(Excerpts from a location annotation dataset)
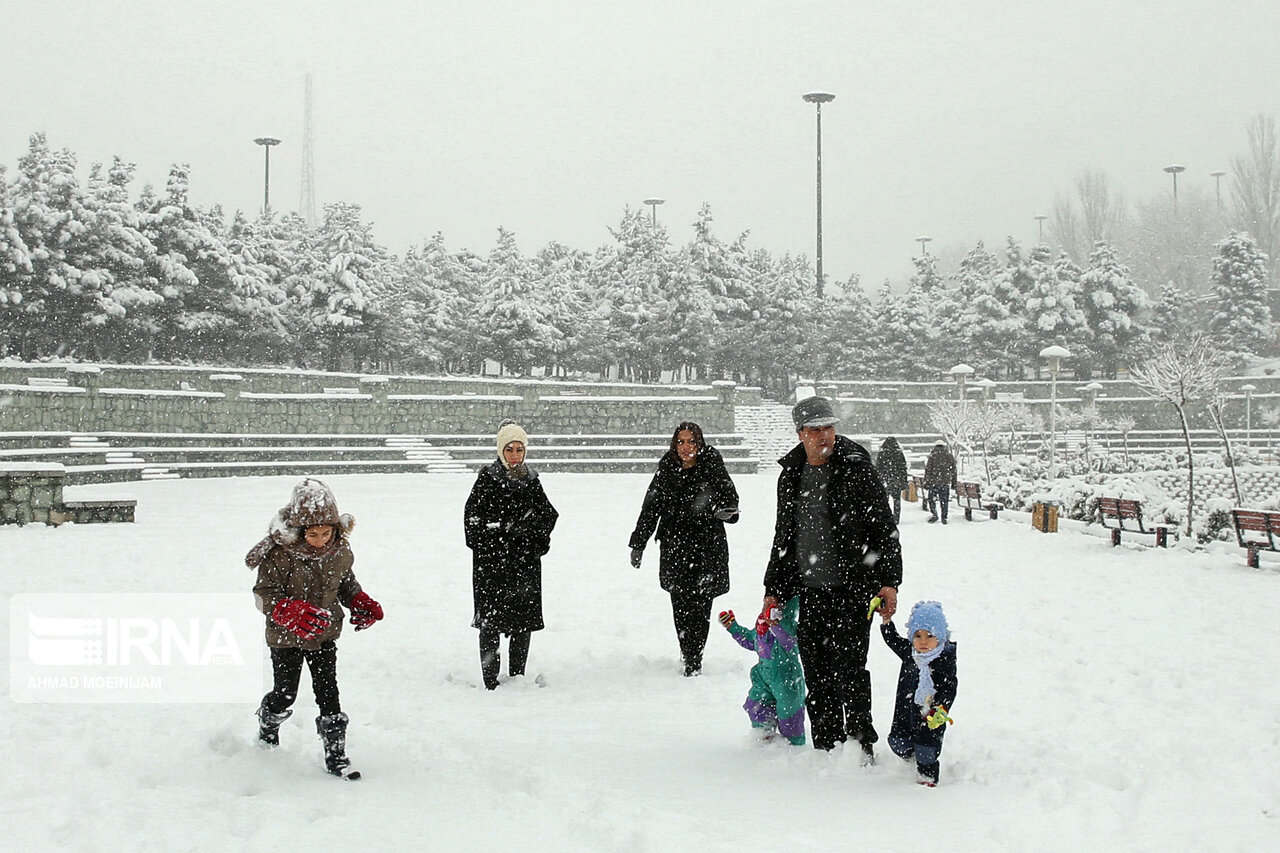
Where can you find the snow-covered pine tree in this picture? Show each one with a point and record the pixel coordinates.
(991, 316)
(1242, 320)
(1115, 309)
(352, 264)
(14, 263)
(636, 276)
(1051, 310)
(846, 331)
(516, 320)
(784, 329)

• _CHALLENGE_:
Rewrite the material above as a JSON list of strings, one string per line, omitting blank lines and leaving out the pictures.

• _TASK ANSWER_:
[
  "Where can you find the snow-covered pine tree in this picture? Show each one with a point and record the pixel coordinates.",
  "(991, 316)",
  "(1242, 320)",
  "(1115, 309)",
  "(352, 264)",
  "(14, 263)",
  "(636, 276)",
  "(1051, 310)",
  "(846, 331)",
  "(516, 320)",
  "(784, 329)"
]